**Passage to read**:
Australia | Mar 28 2023
This story features PREMIER INVESTMENTS LIMITED, and other companies. For more info SHARE ANALYSIS: PMV
Following interim results for Premier Investments, brokers weigh future growth prospects against falling consumer demand.
-First half results for Premier Investments exceed consensus forecasts
-Brokers like the retailer's growth prospects, but are wary of the macro backdrop
-Premier’s six apparel brands are underperforming the market
By Mark Woodruff
Following first half results, Premier Investments ((PMV)) remains Morgan Stanley’s preferred pick under the broker's coverage of the small cap Retail sector in Australia, while Shaw and Partners feels the company is best placed among peers to perform in the current retail environment.
Premier operates an array of Australian retail apparel brands which includes Just Jeans, Jay Jays, Portmans, Jacquie E, Dotti and Peter Alexander.

**Exercises**:
**A.** Answer these questions from the Premier Investments story:
(i) Which broker keeps Premier Investments as its preferred pick in the small cap Retail sector in Australia?
(ii) How many of Premier's apparel brands are described as underperforming the market?
(iii) Who wrote the story?
**B.** Retype the part of the Premier Investments story starting at "-First half results" and ending at "and Peter Alexander.".
**C.** Write what comes next in the Premier Investments story, picking up after its last sentence.
The listing that comes next has nothing to do with the Premier Investments story.

**Information supplied**:

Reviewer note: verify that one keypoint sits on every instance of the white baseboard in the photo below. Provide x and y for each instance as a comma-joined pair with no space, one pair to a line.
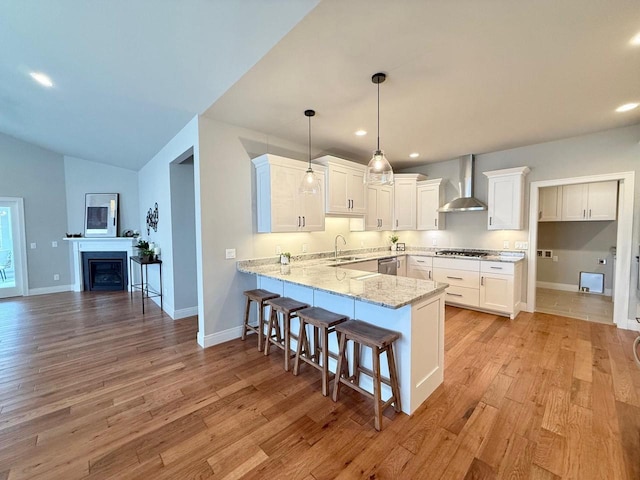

**Answers**:
**A.**
(i) Morgan Stanley
(ii) Six
(iii) Mark Woodruff

**B.**
-First half results for Premier Investments exceed consensus forecasts
-Brokers like the retailer's growth prospects, but are wary of the macro backdrop
-Premier’s six apparel brands are underperforming the market
By Mark Woodruff
Following first half results, Premier Investments ((PMV)) remains Morgan Stanley’s preferred pick under the broker's coverage of the small cap Retail sector in Australia, while Shaw and Partners feels the company is best placed among peers to perform in the current retail environment.
Premier operates an array of Australian retail apparel brands which includes Just Jeans, Jay Jays, Portmans, Jacquie E, Dotti and Peter Alexander.

**C.**
The company also owns Smiggle, which sells a range of stationery and ancillary products, and owns equity stakes in both Breville Group ((BRG)) and Myer ((MYR)) of around 26%.
The result beat consensus forecasts for sales and earnings by 5% and 6%, respectively, with the company benefiting from an extraordinarily buoyant Australian fashion retailing market, comments Ord Minnett, on top of a rebound in demand for school essentials.
As Jarden’s forecasts were ahead of consensus estimates, this broker cut its rating to Neutral from Overweight on a full valuation and growing macroeconomic headwinds.
Before turning more positive, Jarden would like to see traction for the proposed international expansion of Peter Alexander, accelerating growth for Smiggle, plus a sustained lift in return on invested capital (ROIC).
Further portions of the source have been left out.